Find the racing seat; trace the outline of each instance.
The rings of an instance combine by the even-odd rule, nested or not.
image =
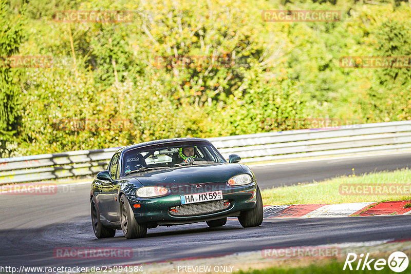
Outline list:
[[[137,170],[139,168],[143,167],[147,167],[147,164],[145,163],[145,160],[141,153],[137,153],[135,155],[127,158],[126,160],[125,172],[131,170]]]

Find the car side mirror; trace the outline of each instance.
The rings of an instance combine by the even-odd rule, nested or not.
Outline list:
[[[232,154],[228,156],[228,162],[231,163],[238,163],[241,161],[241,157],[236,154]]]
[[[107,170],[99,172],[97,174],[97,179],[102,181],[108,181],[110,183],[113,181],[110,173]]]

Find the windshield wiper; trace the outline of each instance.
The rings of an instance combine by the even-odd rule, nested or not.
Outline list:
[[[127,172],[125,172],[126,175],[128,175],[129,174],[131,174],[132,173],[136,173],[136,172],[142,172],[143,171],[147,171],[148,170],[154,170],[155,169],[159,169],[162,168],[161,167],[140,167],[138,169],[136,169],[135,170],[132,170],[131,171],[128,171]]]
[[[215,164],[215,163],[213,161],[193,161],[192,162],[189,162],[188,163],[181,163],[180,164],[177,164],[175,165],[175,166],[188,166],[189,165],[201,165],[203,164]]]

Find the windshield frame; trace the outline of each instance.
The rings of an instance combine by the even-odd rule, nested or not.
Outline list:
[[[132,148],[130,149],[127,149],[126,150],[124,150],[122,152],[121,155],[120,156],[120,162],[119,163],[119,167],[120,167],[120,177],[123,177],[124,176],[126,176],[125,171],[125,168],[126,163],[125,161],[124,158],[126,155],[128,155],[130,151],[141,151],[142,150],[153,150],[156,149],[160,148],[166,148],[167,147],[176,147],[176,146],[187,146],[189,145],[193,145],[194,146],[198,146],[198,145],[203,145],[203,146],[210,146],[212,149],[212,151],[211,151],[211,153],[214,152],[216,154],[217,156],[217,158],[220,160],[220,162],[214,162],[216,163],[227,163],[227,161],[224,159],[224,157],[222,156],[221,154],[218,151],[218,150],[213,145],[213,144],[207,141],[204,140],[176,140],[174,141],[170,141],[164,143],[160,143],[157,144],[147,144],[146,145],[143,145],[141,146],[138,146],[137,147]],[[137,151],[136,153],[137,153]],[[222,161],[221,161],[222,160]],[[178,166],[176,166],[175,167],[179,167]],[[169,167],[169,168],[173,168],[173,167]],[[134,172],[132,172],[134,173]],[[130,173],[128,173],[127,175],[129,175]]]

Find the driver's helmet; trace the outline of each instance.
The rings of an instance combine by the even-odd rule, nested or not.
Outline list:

______________________________

YOUR OBJECTIVE >>
Return every row above word for word, omitting the pictures from your reproduction.

EXERCISE RESPONSE >>
Find the racing seat; trace the outline of each instance.
The rings of an instance combine by the even-odd rule, nested or not.
image =
Outline list:
[[[137,170],[139,168],[143,167],[147,167],[147,164],[145,163],[145,160],[141,153],[137,153],[135,155],[127,158],[126,160],[125,172],[131,170]]]

Find the car side mirror; trace the outline of each instance.
The rings of an instance combine by the even-odd rule, nested or not.
Outline list:
[[[232,154],[228,156],[228,162],[231,163],[238,163],[241,161],[241,157],[236,154]]]
[[[107,170],[99,172],[97,174],[97,179],[102,181],[108,181],[110,183],[113,181],[110,173]]]

Find the windshield wiper; trace the outline of each instance.
The rings of an instance combine by the even-odd rule, nested or not.
Outline list:
[[[127,172],[125,172],[126,175],[128,175],[129,174],[131,174],[132,173],[136,173],[136,172],[142,172],[143,171],[147,171],[148,170],[154,170],[155,169],[159,169],[162,168],[161,167],[140,167],[138,169],[136,169],[135,170],[132,170],[131,171],[128,171]]]
[[[215,164],[215,163],[213,161],[193,161],[192,162],[189,162],[188,163],[181,163],[180,164],[177,164],[175,165],[175,166],[188,166],[189,165],[201,165],[203,164]]]

Find the windshield frame; trace the outline of each instance.
The rings of an instance combine by the even-odd rule, nested or not.
Outline list:
[[[132,148],[130,149],[127,149],[126,150],[124,150],[122,152],[121,155],[120,156],[120,162],[119,163],[119,167],[120,167],[120,177],[123,177],[124,176],[126,176],[125,171],[125,168],[126,163],[125,161],[124,158],[126,155],[128,155],[130,151],[141,151],[142,150],[153,150],[156,149],[160,148],[166,148],[167,147],[176,147],[176,146],[187,146],[189,145],[193,145],[194,146],[198,146],[198,145],[203,145],[203,146],[210,146],[212,149],[212,151],[211,151],[211,153],[214,152],[216,154],[217,156],[217,158],[220,160],[220,162],[214,162],[216,163],[227,163],[227,161],[224,159],[224,157],[222,156],[221,154],[218,151],[218,150],[213,145],[213,144],[207,141],[204,140],[176,140],[174,141],[170,141],[164,143],[160,143],[157,144],[147,144],[146,145],[143,145],[141,146],[138,146],[137,147]],[[137,151],[136,153],[137,153]],[[222,161],[221,161],[222,160]],[[178,166],[176,166],[175,167],[179,167]],[[169,167],[169,168],[173,168],[173,167]],[[134,172],[132,172],[134,173]],[[130,173],[128,173],[127,175],[129,175]]]

Find the driver's helmet; trace the outline of each instance.
The rings of an instance combine by the even-odd rule, nested or not.
Outline list:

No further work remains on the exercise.